* _Exercises to complete_
1. Retype the piece on red-teaming language models word for word, starting with "Companies that build" and going on through "number of possibilities.".
2. Write the next part of the piece on red-teaming language models, picking up after its final sentence.

* _Excerpt provided_
※ ※ ※

Companies that build large language models, like those used in AI chatbots, routinely safeguard their systems using a process known as red-teaming. This involves human testers generating prompts designed to trigger unsafe or toxic responses from the bot, thus enabling creators to understand potential weaknesses and vulnerabilities. Despite the merits of this procedure, it often falls short as human testers are likely to miss some toxic prompts given the sheer number of possibilities.
To address these limitations and improve safety, researchers from the Improbable AI Lab at MIT and MIT-IBM Watson AI Lab have developed a machine learning technique to significantly improve the efficacy of red-teaming. They have trained a large language model to automatically generate a diverse range of prompts that elicit undesirable responses from the bot being tested. The approach is based on motivating the red-team model to be curious when writing prompts, concentrating on innovative prompts that extract toxic responses from the target model.

※ ※ ※

* _Study material_

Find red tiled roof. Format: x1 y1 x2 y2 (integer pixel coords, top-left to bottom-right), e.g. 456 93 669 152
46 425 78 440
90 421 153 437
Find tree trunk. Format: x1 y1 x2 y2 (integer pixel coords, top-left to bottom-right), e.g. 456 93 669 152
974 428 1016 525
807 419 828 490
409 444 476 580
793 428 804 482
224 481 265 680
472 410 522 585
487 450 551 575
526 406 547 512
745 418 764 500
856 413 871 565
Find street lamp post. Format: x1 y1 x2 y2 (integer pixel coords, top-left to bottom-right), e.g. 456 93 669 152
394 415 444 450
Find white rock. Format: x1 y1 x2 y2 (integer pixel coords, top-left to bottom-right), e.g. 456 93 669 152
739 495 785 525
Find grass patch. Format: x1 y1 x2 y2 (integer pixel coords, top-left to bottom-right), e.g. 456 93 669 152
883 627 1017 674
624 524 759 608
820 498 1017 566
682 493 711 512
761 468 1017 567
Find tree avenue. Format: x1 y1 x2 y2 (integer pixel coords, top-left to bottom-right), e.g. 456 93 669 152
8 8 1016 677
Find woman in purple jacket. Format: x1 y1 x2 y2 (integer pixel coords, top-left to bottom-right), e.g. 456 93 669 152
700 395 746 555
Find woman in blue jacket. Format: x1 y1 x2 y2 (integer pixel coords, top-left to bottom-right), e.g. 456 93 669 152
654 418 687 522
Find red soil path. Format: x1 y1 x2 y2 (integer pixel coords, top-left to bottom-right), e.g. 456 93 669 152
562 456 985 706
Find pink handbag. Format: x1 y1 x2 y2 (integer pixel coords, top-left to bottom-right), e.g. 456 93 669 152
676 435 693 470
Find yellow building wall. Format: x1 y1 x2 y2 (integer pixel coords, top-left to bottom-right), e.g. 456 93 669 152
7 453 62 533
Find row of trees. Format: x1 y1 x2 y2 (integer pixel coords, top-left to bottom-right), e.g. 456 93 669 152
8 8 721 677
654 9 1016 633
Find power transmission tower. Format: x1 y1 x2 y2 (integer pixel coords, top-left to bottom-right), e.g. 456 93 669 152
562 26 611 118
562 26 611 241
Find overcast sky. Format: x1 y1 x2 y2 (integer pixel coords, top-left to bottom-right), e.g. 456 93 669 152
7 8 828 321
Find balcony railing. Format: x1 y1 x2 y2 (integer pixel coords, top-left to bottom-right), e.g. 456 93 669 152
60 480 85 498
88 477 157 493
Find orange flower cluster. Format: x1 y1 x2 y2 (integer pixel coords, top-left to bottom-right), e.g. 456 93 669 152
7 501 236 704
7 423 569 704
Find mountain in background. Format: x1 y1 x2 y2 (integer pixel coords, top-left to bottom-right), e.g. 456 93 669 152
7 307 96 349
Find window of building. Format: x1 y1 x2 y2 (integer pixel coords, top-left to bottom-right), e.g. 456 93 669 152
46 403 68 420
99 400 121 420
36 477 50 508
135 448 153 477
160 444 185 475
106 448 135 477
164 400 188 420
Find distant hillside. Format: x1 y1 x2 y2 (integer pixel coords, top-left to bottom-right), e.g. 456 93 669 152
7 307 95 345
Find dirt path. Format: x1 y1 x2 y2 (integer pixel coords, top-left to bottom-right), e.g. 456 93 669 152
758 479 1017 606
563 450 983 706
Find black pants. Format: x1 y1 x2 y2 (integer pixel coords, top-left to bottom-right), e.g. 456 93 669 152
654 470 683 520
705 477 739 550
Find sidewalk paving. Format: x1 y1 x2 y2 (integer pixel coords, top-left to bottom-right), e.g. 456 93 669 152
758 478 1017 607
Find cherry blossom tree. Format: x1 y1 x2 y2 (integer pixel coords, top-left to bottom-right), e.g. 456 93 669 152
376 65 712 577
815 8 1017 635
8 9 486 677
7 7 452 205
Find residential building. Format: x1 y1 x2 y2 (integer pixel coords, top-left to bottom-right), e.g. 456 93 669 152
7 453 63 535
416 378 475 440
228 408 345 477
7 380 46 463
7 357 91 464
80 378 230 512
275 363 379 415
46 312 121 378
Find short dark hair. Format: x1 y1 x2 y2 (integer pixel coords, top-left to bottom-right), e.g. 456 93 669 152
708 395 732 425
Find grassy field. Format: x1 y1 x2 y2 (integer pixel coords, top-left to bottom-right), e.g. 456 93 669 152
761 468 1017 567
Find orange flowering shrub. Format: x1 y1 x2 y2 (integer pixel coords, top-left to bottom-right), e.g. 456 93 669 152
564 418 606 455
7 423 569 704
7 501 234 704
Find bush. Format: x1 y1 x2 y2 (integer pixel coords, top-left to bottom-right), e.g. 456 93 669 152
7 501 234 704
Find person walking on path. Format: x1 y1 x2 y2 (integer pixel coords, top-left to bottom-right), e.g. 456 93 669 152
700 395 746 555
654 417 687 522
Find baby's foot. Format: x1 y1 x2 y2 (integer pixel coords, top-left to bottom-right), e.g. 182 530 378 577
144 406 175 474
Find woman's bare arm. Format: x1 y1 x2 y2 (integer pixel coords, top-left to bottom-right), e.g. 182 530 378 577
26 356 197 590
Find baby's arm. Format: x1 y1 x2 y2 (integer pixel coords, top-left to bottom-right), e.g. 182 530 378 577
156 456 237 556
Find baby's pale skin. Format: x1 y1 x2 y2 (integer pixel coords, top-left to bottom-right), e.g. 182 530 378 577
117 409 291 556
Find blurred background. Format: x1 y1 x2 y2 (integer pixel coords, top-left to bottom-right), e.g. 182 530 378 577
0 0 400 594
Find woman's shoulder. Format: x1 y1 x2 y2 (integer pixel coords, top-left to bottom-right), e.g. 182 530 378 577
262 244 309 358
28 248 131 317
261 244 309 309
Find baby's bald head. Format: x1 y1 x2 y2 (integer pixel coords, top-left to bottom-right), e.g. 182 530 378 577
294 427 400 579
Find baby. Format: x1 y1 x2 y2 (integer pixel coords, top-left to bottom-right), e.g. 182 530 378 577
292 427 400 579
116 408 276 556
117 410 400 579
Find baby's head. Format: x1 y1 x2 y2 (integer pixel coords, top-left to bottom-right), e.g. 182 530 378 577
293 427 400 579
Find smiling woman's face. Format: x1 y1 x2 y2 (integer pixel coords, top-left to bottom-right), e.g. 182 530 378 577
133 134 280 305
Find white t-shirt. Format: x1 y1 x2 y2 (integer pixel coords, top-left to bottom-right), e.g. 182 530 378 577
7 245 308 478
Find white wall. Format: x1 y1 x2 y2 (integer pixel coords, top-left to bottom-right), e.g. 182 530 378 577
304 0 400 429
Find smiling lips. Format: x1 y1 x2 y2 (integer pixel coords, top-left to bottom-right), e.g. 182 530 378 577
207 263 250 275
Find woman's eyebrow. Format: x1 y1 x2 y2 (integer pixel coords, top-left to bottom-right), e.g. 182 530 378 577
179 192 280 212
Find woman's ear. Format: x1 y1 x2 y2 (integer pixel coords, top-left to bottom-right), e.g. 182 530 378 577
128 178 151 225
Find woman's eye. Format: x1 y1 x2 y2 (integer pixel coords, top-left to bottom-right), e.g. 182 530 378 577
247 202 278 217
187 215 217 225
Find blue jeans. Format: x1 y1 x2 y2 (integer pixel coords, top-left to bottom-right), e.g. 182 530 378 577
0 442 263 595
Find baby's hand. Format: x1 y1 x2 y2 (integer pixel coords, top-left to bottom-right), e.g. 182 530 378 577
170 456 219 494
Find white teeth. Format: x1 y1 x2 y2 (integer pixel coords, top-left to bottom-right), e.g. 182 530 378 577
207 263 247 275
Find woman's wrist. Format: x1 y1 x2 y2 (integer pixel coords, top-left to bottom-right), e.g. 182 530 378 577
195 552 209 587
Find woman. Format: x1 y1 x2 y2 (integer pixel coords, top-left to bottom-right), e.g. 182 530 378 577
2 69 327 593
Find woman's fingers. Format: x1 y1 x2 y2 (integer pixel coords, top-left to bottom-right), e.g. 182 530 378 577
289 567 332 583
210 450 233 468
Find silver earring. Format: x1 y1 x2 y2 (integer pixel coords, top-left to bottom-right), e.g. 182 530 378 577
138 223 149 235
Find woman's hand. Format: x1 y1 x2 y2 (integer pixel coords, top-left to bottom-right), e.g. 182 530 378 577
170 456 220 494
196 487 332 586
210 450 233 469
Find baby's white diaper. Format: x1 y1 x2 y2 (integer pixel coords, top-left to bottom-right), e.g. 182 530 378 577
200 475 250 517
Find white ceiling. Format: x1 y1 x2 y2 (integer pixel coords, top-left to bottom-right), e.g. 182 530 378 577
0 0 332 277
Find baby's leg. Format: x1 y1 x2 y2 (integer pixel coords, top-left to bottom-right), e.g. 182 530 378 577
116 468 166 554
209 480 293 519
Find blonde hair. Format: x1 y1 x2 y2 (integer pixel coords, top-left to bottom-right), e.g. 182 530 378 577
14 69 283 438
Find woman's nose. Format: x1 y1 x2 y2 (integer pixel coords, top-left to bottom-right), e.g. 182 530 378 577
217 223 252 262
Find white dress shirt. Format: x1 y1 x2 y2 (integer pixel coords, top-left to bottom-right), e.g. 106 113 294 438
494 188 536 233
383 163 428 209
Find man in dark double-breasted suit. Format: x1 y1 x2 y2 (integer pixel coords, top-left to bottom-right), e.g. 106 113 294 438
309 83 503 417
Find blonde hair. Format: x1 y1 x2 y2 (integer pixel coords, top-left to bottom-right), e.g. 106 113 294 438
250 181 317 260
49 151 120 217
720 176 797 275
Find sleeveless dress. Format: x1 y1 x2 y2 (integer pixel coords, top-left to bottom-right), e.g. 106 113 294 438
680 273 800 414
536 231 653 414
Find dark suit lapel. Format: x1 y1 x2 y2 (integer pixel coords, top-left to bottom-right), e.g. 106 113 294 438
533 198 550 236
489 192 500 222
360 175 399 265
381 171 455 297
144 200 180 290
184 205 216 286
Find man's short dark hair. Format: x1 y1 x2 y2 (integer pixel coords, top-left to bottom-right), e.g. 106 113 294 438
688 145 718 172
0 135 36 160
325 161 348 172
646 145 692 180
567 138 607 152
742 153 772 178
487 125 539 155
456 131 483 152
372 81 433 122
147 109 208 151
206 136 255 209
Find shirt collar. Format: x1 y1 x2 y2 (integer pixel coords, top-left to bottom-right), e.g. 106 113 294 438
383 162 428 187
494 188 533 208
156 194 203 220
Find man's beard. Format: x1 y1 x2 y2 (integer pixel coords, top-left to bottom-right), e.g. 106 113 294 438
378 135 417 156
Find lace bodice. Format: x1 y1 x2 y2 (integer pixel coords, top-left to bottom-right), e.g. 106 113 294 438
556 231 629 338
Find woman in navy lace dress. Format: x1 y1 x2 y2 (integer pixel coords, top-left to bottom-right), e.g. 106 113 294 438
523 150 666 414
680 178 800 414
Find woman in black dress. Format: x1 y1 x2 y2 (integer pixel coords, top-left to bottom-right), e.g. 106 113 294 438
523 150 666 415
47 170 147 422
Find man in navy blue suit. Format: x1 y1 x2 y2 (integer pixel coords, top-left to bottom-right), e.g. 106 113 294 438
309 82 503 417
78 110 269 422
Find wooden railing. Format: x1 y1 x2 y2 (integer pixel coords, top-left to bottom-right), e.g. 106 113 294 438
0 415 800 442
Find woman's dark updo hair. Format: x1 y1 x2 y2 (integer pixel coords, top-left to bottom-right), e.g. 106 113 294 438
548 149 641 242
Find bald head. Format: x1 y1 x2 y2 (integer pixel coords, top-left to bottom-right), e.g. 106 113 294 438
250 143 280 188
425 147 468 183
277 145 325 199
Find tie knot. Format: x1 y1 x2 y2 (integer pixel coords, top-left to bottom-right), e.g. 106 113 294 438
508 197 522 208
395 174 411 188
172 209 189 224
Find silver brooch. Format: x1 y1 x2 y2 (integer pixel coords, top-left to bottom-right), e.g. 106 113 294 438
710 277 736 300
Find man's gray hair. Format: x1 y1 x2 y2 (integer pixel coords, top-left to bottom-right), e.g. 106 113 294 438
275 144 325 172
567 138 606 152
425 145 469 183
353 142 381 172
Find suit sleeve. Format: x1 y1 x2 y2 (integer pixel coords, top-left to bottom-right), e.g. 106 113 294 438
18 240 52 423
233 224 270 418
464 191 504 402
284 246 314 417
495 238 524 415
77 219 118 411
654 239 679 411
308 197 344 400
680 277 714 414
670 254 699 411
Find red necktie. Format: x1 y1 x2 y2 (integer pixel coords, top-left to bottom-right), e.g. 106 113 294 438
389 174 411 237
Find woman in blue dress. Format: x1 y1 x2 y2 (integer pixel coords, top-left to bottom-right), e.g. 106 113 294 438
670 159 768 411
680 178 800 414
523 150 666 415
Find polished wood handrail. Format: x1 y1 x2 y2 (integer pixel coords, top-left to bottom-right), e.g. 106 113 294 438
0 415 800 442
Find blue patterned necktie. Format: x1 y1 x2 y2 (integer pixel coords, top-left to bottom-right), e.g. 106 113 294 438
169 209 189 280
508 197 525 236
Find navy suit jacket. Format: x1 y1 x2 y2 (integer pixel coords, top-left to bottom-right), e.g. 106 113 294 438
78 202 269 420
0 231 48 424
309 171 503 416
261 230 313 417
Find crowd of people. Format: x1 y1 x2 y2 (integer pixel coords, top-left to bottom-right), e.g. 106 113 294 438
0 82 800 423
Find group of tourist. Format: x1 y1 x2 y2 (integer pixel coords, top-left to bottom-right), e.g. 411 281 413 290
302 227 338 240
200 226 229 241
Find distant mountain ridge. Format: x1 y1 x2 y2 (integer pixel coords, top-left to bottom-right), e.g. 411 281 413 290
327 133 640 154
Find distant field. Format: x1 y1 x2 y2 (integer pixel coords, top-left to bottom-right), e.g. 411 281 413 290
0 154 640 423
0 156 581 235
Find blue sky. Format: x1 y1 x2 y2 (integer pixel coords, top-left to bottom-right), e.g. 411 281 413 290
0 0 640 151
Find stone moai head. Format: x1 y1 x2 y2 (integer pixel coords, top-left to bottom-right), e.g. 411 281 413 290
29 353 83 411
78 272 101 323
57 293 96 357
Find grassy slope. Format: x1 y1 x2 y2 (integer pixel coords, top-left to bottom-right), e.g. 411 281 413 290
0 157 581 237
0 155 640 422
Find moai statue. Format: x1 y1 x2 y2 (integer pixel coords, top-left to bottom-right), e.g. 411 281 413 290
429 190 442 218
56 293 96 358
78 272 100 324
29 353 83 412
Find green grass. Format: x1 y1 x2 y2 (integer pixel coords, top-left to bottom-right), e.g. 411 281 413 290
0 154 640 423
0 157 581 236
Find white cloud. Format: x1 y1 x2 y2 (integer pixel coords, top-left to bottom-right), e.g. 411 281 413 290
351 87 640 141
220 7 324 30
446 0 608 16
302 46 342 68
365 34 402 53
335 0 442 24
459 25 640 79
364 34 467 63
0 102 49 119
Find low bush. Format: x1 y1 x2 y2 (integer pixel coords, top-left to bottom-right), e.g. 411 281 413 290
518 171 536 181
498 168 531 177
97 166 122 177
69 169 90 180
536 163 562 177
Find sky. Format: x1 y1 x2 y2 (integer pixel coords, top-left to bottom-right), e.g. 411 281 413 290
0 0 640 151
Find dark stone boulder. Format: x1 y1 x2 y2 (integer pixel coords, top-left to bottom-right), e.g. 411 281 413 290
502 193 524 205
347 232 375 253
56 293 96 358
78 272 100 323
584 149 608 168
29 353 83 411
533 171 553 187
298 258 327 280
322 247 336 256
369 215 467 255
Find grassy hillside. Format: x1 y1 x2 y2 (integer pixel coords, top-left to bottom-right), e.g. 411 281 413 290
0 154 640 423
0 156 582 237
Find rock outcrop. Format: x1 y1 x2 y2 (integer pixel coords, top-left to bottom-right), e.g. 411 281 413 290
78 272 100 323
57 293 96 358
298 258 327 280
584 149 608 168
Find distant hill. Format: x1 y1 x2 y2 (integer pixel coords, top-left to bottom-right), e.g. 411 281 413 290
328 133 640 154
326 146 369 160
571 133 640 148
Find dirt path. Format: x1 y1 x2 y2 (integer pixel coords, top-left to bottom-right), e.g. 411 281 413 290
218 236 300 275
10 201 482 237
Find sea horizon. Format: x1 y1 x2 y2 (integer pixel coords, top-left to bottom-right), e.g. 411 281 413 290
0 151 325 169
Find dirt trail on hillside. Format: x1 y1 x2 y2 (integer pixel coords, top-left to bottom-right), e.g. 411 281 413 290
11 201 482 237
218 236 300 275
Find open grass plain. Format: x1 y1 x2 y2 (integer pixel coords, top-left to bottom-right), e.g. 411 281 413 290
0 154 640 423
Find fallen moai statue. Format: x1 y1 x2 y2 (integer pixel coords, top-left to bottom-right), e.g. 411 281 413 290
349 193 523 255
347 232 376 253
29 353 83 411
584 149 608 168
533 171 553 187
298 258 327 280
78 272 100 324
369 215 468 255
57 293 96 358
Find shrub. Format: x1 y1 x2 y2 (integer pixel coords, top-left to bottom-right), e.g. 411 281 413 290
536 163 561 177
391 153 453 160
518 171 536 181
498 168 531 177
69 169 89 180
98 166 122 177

※ ※ ※

* _Expected outputs_
1.
Companies that build large language models, like those used in AI chatbots, routinely safeguard their systems using a process known as red-teaming. This involves human testers generating prompts designed to trigger unsafe or toxic responses from the bot, thus enabling creators to understand potential weaknesses and vulnerabilities. Despite the merits of this procedure, it often falls short as human testers are likely to miss some toxic prompts given the sheer number of possibilities.

2.
This process was found to outperform human testers and other machine learning methods, generating a higher percentage of distinct prompts and drawing out toxic responses from a supposedly safe chatbot. The technique also accelerates the safety assurance process for models, particularly in rapidly evolving environments.
In more detail, the researchers have trained the red-team model using reinforcement learning, and make use of a technique known as curiosity-driven exploration. Herein, the red-team model is incentivised to be curious about the consequences of each prompt it generates, thus pushing it to try prompts with varying words, sentence patterns and meanings. Further, during its training process, the model generates a prompt and interacts with the chatbot. A safety classifier then rates the toxicity of the chatbot’s response, rewarding the red-team model based on this rating.
Making use of this curiosity-driven approach, the researchers were able to quickly generate a large number of prompts that elicited toxic responses from a supposedly safe chatbot, one which had been meticulously fine-tuned with human feedback.
In the future, the researchers aim to expand the variety of topics the red-team model can generate prompts for. Further, they plan to explore the potential application of a large language model as the toxicity classifier.
This study was funded by a multitude of projects and organisations, including Hyundai Motor Company, Quanta Computer Inc., the MIT-IBM Watson AI Lab, the U.S Army Research Office, and the U.S Defence Advanced Research Projects Agency Machine Common Sense Program, among others.